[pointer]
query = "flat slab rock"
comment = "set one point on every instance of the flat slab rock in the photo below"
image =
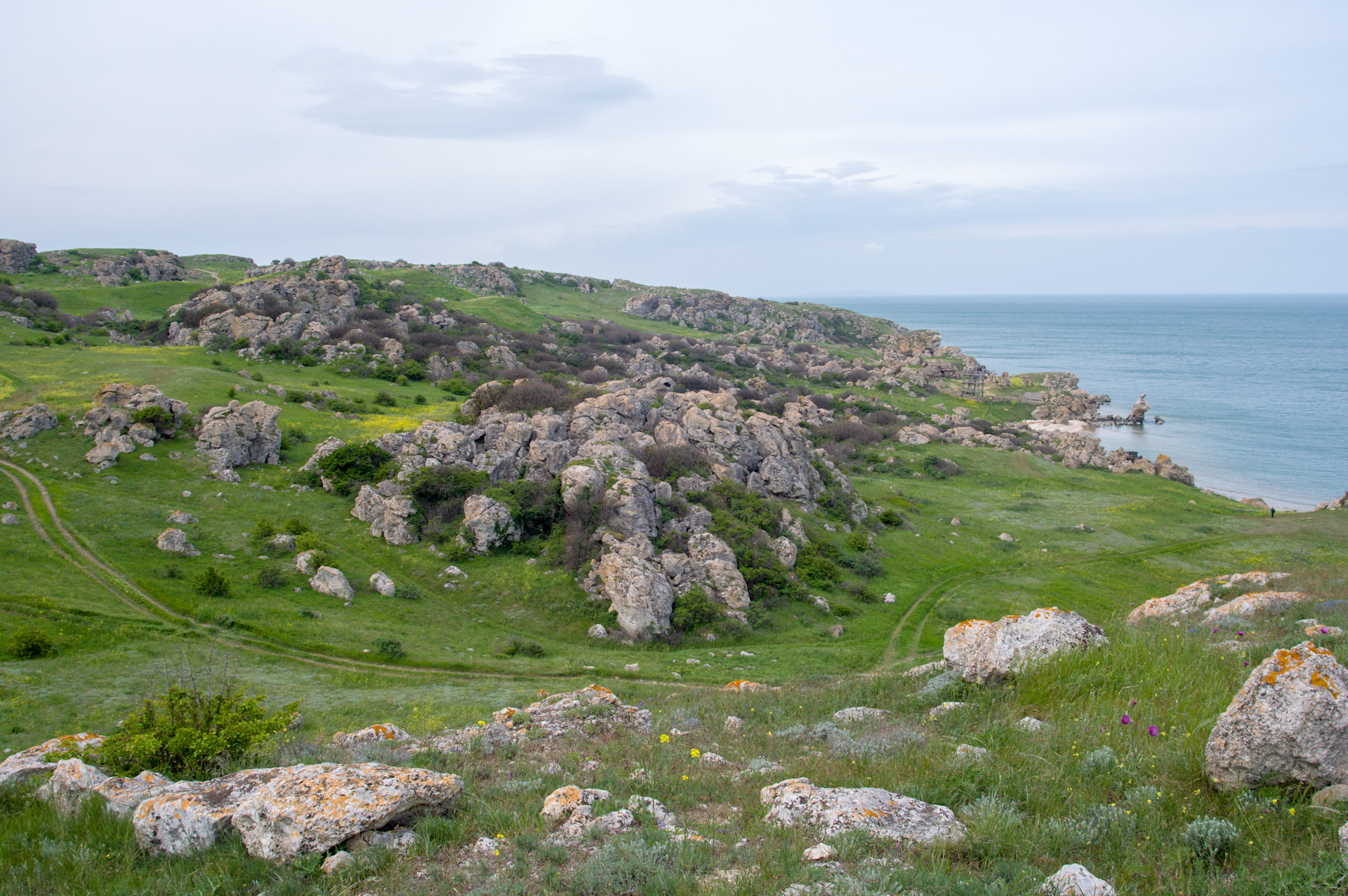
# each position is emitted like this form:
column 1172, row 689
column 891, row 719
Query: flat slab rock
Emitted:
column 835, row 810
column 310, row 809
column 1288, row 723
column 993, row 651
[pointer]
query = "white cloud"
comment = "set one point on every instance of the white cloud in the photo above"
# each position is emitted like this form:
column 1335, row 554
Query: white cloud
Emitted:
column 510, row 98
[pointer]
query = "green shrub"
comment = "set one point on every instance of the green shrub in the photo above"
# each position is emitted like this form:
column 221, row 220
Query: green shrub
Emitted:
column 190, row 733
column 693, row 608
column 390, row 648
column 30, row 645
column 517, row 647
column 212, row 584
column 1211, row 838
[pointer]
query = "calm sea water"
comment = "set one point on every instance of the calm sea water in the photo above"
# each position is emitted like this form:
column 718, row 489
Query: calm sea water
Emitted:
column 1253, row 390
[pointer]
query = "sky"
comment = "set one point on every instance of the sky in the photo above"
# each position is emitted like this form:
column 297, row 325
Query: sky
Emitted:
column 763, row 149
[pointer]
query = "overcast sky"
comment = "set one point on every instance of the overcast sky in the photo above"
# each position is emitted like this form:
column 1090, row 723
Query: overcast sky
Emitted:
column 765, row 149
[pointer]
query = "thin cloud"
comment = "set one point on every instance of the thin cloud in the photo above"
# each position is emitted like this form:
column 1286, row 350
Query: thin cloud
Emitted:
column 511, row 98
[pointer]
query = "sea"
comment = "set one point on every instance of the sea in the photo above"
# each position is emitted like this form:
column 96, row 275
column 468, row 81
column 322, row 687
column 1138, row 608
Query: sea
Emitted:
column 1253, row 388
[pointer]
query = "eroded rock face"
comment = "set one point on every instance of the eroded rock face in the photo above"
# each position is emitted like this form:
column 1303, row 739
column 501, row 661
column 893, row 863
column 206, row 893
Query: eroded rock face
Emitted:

* * * * * * *

_Work to complete_
When a line in the material includes the word "eroded", copy it out.

_Response for this exercise_
query = "eroded rock face"
comment = "set one point on every instance of the eroded rock face in the photo above"
Query: eroded rock face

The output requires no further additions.